§ Selected passage
/---

The governor praised the actions of many European and Chinese citizens in carrying out life-saving rescues, and agreed to develop an early warning system for the Hong Kong Observatory, for future typhoon alerts. The governor reported that emergency relief funds of HK$10,000 had been received from overseas Chinese living in San Francisco. In addition local Chinese in the colony had made donations of HK$80,000 within just a few days of the calamity, partially through the efforts of the Tung Wah Hospitals Group, Po Leung Kuk, and the District Watchmen Committee.

Initial contemporary reports estimated a loss of life of 'about 10,000', and later reports suggest it was 16,000, or '5% of the 320,000-strong population in Hong Kong at that time'

The British military authority approved a team of 150 people to help the colonial government clear up the wreckage in the port. Meanwhile, the 1906 typhoon had exerted a great blow and delay to the Hong Kong cargo shipping business, an estimated 2,983 fishing boats and 670 ocean-going vessels were broken up and the wharf and warehouse facilities damaged, suffering from a million dollar loss.

A report of committee appointed to enquire whether earlier warning of the typhoon of 18 September 1906 could have been given to shipping was chaired by Sir Henry Spencer Berkeley, KC (Hong Kong Attorney General, 1902–06) and together with three more members (Lieutenant Butterworth of the Royal Navy, Mr Skottowe of Eastern Extension Telegraph Co., and Captain Sommerville, Steamship Master of ), they met and gave their findings to the Hong Kong Governor on 23 October 1906. The committee reviewed the conflicting evidence, and reported that they did not find any indication of a typhoon approaching Hong Kong before 7.44 am on 18 September (Tuesday morning), and that warning by the hoisting of the Black Drum (indicating an existence of a typhoon to the east of the Hong Kong within 300 miles) on the Tuesday morning was performed as soon as possible.

\---

§ Required action
In the passage on the 1906 Hong Kong typhoon, how large a team did the British military authority approve to help clear the wreckage in the port?

§ Data provided
/---

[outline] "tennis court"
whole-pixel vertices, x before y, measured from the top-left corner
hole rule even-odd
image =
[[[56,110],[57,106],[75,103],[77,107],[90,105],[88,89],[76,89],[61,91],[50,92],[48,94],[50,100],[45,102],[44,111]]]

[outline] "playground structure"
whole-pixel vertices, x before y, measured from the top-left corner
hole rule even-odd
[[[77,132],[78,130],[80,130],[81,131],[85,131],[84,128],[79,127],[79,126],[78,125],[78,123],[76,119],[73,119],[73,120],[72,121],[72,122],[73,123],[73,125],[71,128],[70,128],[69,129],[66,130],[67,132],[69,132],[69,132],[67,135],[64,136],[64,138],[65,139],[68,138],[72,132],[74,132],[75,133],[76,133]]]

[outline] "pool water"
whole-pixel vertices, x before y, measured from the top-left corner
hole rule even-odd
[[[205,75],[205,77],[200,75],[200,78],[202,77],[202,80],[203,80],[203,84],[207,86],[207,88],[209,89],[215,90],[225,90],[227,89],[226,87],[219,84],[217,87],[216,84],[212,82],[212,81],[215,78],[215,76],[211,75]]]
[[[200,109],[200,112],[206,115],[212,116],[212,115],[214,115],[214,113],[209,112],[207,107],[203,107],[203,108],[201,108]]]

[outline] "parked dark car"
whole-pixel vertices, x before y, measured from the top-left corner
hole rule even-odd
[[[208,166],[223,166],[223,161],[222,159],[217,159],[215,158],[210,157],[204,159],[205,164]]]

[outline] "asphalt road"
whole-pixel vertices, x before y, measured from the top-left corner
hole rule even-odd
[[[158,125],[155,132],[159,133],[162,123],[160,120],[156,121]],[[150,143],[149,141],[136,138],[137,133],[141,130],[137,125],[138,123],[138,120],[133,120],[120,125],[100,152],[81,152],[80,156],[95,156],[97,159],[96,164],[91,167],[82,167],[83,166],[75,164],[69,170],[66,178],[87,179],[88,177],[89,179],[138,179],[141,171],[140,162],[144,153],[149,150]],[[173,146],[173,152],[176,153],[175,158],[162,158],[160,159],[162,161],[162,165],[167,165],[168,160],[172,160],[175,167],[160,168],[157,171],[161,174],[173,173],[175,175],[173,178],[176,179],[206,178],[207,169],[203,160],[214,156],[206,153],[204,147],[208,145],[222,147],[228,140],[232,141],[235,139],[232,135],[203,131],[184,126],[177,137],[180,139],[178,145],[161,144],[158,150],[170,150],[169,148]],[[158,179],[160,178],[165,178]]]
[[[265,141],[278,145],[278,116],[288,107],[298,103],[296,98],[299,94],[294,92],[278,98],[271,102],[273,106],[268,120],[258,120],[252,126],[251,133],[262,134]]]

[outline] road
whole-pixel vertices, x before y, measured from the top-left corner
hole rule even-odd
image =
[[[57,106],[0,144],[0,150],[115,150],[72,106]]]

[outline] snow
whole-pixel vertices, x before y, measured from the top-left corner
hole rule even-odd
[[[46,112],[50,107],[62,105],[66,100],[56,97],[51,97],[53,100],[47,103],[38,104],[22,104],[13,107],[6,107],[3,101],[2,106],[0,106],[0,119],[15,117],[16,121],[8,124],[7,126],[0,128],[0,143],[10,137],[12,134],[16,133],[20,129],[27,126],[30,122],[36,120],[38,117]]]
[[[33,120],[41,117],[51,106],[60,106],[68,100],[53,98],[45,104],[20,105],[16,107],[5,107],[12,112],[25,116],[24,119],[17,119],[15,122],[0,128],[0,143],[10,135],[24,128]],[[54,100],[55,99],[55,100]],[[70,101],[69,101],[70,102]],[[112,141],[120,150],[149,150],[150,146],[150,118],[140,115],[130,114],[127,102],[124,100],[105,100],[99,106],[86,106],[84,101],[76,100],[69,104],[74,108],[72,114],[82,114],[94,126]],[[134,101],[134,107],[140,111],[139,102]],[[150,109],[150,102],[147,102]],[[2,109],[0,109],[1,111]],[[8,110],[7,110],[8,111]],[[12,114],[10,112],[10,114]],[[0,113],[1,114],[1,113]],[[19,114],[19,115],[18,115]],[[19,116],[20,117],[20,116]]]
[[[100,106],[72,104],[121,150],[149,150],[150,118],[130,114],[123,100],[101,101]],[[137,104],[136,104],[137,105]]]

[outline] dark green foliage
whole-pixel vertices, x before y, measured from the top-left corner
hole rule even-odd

\---

§ Response below
A team of 150 people.